* Activity: When you write out the listing, keep every word as it stands and drop the pictures.

════════════════

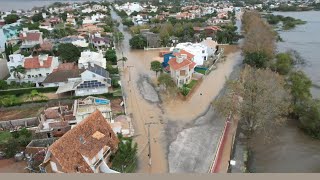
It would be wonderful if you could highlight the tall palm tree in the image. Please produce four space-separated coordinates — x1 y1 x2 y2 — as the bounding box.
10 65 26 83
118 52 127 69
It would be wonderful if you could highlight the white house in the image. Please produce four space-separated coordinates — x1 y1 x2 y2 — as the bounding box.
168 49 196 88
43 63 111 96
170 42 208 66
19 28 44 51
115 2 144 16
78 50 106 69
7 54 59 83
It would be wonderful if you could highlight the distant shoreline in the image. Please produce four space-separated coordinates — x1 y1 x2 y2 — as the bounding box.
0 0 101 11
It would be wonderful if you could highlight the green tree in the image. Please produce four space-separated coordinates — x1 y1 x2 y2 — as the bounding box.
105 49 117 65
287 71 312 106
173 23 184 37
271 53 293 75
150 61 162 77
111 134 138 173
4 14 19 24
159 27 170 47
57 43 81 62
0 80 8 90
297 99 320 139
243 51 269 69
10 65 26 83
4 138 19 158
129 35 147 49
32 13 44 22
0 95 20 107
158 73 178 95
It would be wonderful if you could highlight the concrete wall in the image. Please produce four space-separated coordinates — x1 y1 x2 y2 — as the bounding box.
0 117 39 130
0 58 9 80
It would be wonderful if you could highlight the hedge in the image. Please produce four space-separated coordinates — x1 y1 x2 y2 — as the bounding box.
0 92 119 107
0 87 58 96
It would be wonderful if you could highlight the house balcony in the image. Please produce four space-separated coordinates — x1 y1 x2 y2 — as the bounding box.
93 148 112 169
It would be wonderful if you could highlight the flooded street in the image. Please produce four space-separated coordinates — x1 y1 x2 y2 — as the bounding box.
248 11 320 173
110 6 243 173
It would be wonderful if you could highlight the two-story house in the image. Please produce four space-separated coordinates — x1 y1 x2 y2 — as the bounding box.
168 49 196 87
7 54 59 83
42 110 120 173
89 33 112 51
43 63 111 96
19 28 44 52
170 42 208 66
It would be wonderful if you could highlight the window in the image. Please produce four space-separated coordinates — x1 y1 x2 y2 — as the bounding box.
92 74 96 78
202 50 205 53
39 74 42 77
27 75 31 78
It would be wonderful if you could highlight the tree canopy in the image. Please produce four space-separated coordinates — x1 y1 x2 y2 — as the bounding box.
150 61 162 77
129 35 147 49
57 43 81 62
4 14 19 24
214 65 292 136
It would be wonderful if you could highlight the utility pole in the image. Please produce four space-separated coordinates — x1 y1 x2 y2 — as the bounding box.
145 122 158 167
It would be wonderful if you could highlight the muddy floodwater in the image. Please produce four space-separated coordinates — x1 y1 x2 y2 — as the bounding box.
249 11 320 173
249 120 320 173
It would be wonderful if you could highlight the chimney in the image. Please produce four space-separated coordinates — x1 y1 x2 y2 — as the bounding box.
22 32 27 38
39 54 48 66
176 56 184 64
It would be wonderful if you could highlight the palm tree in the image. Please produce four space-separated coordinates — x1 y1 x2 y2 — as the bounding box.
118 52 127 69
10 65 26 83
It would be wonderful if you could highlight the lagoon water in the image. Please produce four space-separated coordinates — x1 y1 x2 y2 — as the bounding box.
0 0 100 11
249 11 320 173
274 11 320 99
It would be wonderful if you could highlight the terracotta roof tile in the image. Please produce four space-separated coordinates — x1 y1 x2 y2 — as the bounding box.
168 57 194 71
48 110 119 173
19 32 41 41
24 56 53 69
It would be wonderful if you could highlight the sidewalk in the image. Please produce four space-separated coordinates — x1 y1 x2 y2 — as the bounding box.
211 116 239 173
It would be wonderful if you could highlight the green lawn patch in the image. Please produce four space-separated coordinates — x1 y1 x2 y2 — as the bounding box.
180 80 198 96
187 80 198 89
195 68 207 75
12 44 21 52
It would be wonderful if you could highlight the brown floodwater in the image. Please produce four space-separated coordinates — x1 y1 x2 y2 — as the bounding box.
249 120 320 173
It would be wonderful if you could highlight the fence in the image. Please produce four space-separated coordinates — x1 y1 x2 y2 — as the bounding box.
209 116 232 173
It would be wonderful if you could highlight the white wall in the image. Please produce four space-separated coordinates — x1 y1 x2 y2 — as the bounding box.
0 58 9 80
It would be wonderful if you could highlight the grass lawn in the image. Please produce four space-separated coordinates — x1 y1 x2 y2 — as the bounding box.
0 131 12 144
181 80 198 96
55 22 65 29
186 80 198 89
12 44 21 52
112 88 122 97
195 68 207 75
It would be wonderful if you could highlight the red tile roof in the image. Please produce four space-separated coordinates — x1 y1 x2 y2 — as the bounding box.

════════════════

* Exercise result:
It would be wonderful if you could highlight the tall palm tree in the image. Please produce four space-separated coordinates — x1 y1 x2 y2 — as the bounding box.
10 65 26 83
118 52 127 69
It would be wonderful if you could highlight the white house in the image. Please produce four space-separated coordinates — x1 y1 x2 y2 — as the bounding box.
168 49 196 88
43 63 111 96
170 42 208 66
19 28 44 51
115 2 144 16
78 50 106 69
7 54 59 83
It would be wonderful if you could highlight the distant shoreline in the image. Please produce four space-separated coordinates — x1 y1 x2 y2 — as the bounding box.
0 0 101 11
It would be wonderful if you could highlight the green tree in the image. Please produce four space-separated coordinates — x1 y1 x2 y2 — as the bounding box.
105 49 117 65
287 71 312 106
173 23 184 37
271 53 293 75
150 61 162 77
111 134 138 173
4 14 19 24
159 27 170 47
57 43 81 62
0 80 8 90
297 99 320 139
243 51 269 69
10 65 26 83
4 138 19 158
129 35 147 49
32 13 44 22
0 95 20 107
158 73 178 95
It would be wonderful if you could highlight the concrete wall in the image. Please produce four space-separated coordinates — x1 y1 x2 y2 — as the bounding box.
0 117 39 130
0 58 9 80
It would be wonderful if you could highlight the hedge in the image. Please produce four space-separated coordinates — x1 y1 x2 y2 — as the bounding box.
0 92 119 107
0 87 58 96
It would be wonderful if you could highlight the house balcony in the image. Please produce four space-separated coordinates — x1 y1 x2 y2 — as the bounding box.
93 148 112 169
It would be wonderful if you could highlight the flooded street in the image. Please produce four space-separated coordinates — x1 y1 x2 y2 — as the bounding box.
248 11 320 173
110 6 243 173
It would be wonderful if you could highlight the two-story house in the image. Please produce four space-separated coordinates — x1 y1 x2 y2 — as the bounding box.
168 49 196 87
7 54 59 83
42 110 120 173
89 33 112 51
43 63 111 96
19 28 44 52
170 42 208 66
It would be wonderful if you could highlight the window in the image. Please produce four space-separated coordinates — x1 y1 x2 y2 — as the bounding box.
92 74 96 78
202 50 205 53
39 74 42 77
27 75 31 78
It would be wonderful if you could highlight the tree canopy in the image. Please produce four space-separated coordinates — x1 y1 x2 y2 — as the bounding box.
150 61 162 77
129 35 147 49
57 43 81 62
4 14 19 24
214 65 292 136
It would be wonderful if you could highlight the utility pole in the image. Please produce four space-separated coordinates — x1 y1 x2 y2 — as the bounding box.
145 122 158 167
It would be wonderful if you could highlight the muddy floodwater in the image. Please produce four space-separated coordinates — x1 y1 x2 y2 — as the bounding box.
249 11 320 173
249 120 320 173
It would be wonderful if you could highlight the chimney in the image. Please produce four space-separated coordinates — x1 y1 x2 y2 — as the bounding box.
22 32 27 38
39 54 48 66
176 56 184 64
It would be wonderful if you could highlight the palm tree in the image. Please produce four space-separated coordinates — x1 y1 x2 y2 — as the bounding box.
118 52 127 69
10 65 26 83
It would be wonderful if you could highlight the lagoon water in the image. Please produce four space-separated coordinates — x1 y1 x2 y2 — as the bounding box.
0 0 100 11
249 11 320 173
274 11 320 99
It would be wonderful if you could highlight the terracotta roof tile in the image. Please produce four space-separated coordinates — x1 y1 x2 y2 — as the bounding box.
168 57 194 71
48 110 119 173
19 32 41 41
24 56 53 69
It would be wonderful if you could highlight the sidewalk in the image. Please produce four space-separated coordinates — x1 y1 x2 y2 — as the bounding box.
211 116 239 173
It would be wonderful if you could highlight the green lawn patch in the image. Please produce four space-separated coordinates — x1 y1 x2 y2 — as the bounding box.
180 80 198 96
187 80 198 89
195 68 207 75
12 44 21 52
It would be wonderful if you could highlight the brown floodwater in the image. Please produce four space-separated coordinates — x1 y1 x2 y2 — as the bounding box.
249 120 320 173
It would be wonderful if you could highlight the fence in the image. Please produce four space-separated coordinates — x1 y1 x2 y2 — as the bounding box.
209 116 232 173
It would be wonderful if you could highlight the white wall in the image. Please produce four space-separated coordinates — x1 y1 x2 y2 — as the bounding box.
0 58 9 80
It would be wonderful if you could highlight the grass lawn in the image. Please produce four space-separated coordinates — x1 y1 x2 y2 — as the bounding box.
0 131 12 144
181 80 198 96
55 22 65 29
186 80 198 89
12 44 21 52
112 88 122 97
195 68 207 75
It would be wonderful if you could highlight the red tile roof in the image. Please produce four space-separated coordinates — x1 y1 x2 y2 — as the bounding box.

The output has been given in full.